> EXERCISE PROMPT
How many lines in this data contain the string "every"? Reply with the number only.

Saved entries
·····

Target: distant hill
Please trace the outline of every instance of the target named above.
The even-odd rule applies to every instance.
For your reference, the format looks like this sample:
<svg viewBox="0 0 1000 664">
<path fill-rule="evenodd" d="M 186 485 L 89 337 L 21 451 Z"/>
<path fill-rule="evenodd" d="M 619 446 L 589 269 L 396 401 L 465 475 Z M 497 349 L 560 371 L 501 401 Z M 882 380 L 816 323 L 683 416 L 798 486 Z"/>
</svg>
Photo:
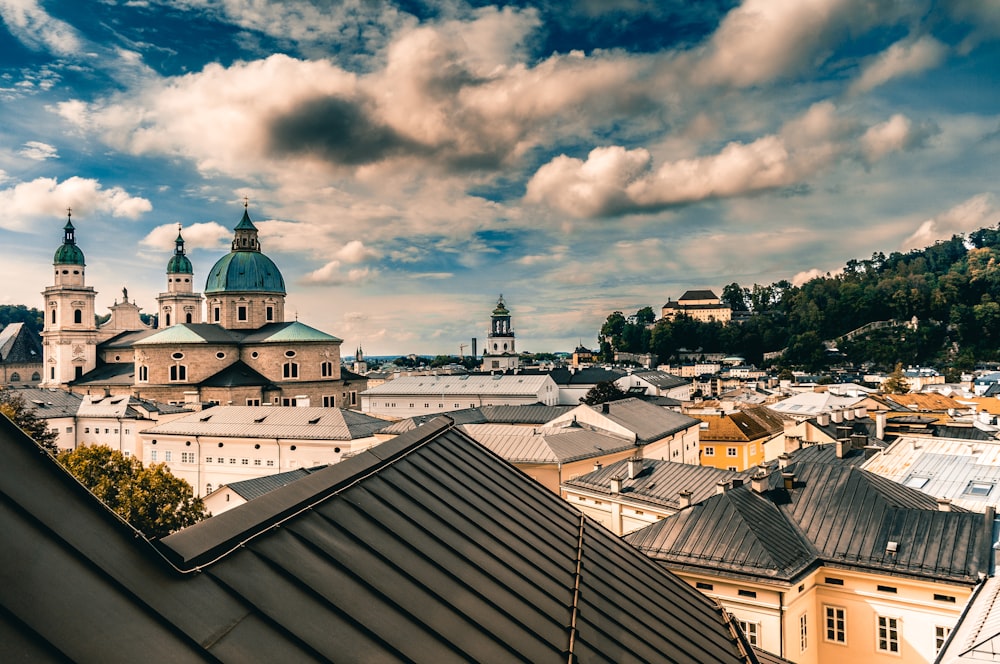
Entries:
<svg viewBox="0 0 1000 664">
<path fill-rule="evenodd" d="M 0 304 L 0 330 L 11 323 L 24 323 L 28 329 L 39 333 L 42 331 L 44 319 L 38 309 L 29 309 L 23 304 Z"/>
<path fill-rule="evenodd" d="M 734 282 L 722 299 L 749 312 L 746 321 L 723 326 L 681 317 L 647 329 L 614 312 L 601 328 L 601 350 L 653 352 L 667 361 L 681 348 L 700 348 L 759 365 L 765 353 L 784 349 L 777 363 L 808 370 L 838 362 L 964 369 L 1000 360 L 1000 229 L 850 260 L 840 273 L 801 286 Z"/>
</svg>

·····

> ANSWER BOX
2